[Information supplied — start]

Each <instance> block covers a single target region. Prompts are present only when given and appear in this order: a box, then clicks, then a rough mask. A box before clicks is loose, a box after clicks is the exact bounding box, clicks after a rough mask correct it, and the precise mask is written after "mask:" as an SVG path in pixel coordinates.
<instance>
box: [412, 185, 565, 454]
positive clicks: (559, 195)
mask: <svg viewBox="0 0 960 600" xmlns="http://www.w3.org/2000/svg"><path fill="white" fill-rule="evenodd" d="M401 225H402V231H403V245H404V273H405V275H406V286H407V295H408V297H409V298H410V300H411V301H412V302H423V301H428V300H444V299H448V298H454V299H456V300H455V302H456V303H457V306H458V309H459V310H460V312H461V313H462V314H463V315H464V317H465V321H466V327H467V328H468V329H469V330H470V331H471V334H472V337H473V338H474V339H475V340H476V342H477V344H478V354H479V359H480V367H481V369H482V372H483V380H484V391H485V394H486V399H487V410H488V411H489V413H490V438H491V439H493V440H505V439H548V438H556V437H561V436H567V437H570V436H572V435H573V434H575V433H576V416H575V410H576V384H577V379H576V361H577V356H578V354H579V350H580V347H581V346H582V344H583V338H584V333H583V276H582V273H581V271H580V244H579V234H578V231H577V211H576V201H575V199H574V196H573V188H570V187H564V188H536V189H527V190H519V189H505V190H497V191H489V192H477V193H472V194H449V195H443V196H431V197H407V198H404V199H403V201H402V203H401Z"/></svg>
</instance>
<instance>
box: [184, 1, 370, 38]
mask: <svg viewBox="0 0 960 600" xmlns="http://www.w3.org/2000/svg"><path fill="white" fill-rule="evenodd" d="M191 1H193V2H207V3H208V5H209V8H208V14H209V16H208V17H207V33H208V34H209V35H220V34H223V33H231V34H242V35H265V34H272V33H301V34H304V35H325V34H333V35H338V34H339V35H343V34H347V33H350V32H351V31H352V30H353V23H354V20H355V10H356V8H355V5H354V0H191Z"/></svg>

[Information supplied — finish]

**Work instructions:** Look through the entries, and return every line that the word "instance" appears in.

**Solved exercise:**
Each <instance> block covers a single target region. Prompts are present only when given and appear in this order: a box, then clicks, then a rough mask. A box before clicks is loose, a box after clicks is the exact bounding box, clicks after a rough mask correct it, and the precise mask is written after "mask:" as an SVG path in pixel coordinates.
<instance>
</instance>
<instance>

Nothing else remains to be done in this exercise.